# Work instruction 1
Reproduce the passage of the startup tips word for word, starting at "Seed stage. Focus" and ending at "from 0 to 1.".
# Work instruction 2
According to the startup tips, what will your biggest problem be unless your tech is revolutionary or far ahead of competitors?
# Work instruction 3
Translate this sentence from the startup tips into Spanish: "Focus on engineering and talking to customers."

--- Text under study Enclosed Below ---

[0]: https://keygen.sh/blog/5-things-ive-learned-in-5-years/
The tips I would give to myself:
1. Don't ever stop trying: sure, getting a job instead will give you a few hundreds k per year - but it won't help you getting any closer to your freedom dream. No more worthless standups or stupid retros.
2. Don't kill your social network: I know the temptation to get rid of social media is strong, but you need to cultivate your network and turn it into an audience of potential customers
3. Keep writing: building a trace of reliable writing and showing skills is an invaluable marketing tool
My view may be biased by having invested most of my life in up-skilling my skills (just because I enjoy it) and I find myself technically super strong but lacking in marketing.
The tips I would give to the general population are:
1. Be balanced in how much time you spend learning tech / doing marketing / managing staff
2. Do what's best for the product and for getting to the customer. CREATE VALUE FOR SOCIETY
3. Keep growing your network
My co founder was able to close deals I wouldn’t even know how to approach.
Don’t discount sales and marketing. Unless your tech is really revolutionary (chatGPT tier) or leagues ahead of the competitors (Figma), your biggest problem will be distribution and discovery, not tech.
Seed stage. Focus on engineering and talking to customers. Ignore everything else. Do the sales and marketing work yourself till $1M in ARR at least. Many startups fail since they try to hire for these essential roles and its rare for non-founders to take it from 0 to 1.

--- End of Enclosed Text under study ---
--- Data for review Enclosed Below ---

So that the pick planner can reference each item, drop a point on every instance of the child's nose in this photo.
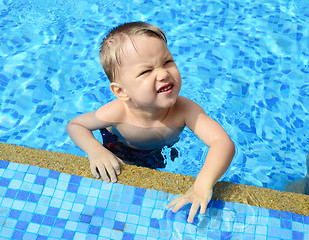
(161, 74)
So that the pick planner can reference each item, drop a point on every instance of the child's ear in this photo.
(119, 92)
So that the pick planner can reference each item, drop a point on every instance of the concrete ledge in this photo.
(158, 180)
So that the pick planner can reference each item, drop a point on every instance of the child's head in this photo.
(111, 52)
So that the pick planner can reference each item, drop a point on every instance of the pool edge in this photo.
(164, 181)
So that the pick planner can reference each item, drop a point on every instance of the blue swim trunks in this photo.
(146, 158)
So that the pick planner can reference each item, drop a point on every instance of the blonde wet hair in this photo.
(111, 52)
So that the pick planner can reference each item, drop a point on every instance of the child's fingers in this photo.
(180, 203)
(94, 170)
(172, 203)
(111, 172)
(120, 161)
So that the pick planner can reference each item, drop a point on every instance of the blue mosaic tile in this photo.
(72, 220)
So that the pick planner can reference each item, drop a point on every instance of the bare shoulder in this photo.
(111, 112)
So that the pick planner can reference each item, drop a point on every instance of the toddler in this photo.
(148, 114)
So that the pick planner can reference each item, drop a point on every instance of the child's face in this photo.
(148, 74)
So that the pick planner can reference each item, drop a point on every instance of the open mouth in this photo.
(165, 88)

--- End of Enclosed Data for review ---
--- Data for review Enclosed Below ---

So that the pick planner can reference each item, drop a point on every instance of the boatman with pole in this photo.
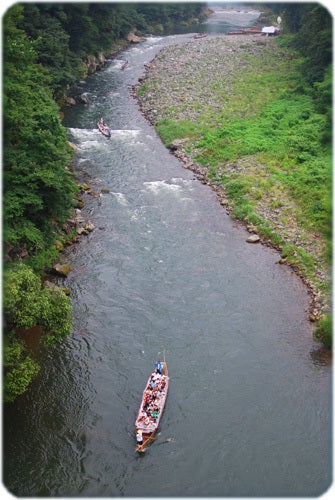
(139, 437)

--- End of Enclosed Data for review ---

# Expected output 1
Seed stage. Focus on engineering and talking to customers. Ignore everything else. Do the sales and marketing work yourself till $1M in ARR at least. Many startups fail since they try to hire for these essential roles and its rare for non-founders to take it from 0 to 1.

# Expected output 2
Distribution and discovery, not tech.

# Expected output 3
Concéntrate en la ingeniería y en hablar con los clientes.